Aufgabe -> Zieh aus den Datensätzen unten jede Zeile heraus, in der die Zeichenfolge "player" vorkommt. Achte dabei auf Groß- und Kleinschreibung.

Zeilen ->
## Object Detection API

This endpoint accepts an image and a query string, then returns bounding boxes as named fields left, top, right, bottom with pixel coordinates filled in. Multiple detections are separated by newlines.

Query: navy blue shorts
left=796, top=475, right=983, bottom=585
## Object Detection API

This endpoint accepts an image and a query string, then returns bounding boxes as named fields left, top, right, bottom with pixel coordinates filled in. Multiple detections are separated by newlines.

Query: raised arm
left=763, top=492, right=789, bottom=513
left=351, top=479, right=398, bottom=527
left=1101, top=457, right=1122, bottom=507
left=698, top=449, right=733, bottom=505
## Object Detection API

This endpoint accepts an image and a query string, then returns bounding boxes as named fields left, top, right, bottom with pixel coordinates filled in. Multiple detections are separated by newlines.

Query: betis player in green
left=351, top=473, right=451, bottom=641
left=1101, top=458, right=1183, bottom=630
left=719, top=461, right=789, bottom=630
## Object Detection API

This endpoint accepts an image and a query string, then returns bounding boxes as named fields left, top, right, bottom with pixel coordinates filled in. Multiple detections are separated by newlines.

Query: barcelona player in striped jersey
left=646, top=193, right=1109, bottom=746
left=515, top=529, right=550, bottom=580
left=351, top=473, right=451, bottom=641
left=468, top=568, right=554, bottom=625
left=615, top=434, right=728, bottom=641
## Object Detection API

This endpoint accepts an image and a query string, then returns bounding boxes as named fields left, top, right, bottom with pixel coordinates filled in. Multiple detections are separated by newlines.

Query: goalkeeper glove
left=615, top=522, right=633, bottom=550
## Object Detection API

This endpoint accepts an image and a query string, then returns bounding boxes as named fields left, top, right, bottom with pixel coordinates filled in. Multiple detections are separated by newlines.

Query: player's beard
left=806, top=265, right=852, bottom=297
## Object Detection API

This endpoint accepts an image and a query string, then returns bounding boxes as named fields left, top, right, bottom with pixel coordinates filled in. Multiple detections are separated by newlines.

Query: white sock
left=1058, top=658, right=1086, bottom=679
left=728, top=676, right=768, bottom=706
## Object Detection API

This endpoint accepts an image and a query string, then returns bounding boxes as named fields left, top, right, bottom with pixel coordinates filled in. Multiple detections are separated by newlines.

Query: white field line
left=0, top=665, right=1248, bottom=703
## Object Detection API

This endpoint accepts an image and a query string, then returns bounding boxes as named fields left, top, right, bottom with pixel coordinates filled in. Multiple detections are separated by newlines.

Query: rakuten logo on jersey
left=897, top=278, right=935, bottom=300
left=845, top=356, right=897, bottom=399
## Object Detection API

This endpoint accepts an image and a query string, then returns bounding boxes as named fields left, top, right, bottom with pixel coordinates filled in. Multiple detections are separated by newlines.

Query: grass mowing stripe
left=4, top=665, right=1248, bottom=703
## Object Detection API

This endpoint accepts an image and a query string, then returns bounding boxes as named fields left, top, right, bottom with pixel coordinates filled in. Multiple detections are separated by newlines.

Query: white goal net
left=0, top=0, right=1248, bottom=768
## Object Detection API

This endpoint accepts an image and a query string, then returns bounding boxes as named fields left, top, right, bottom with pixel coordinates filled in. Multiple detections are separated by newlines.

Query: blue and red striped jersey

Antwort ->
Query: betis player in green
Query: barcelona player in striped jersey
Query: player's beard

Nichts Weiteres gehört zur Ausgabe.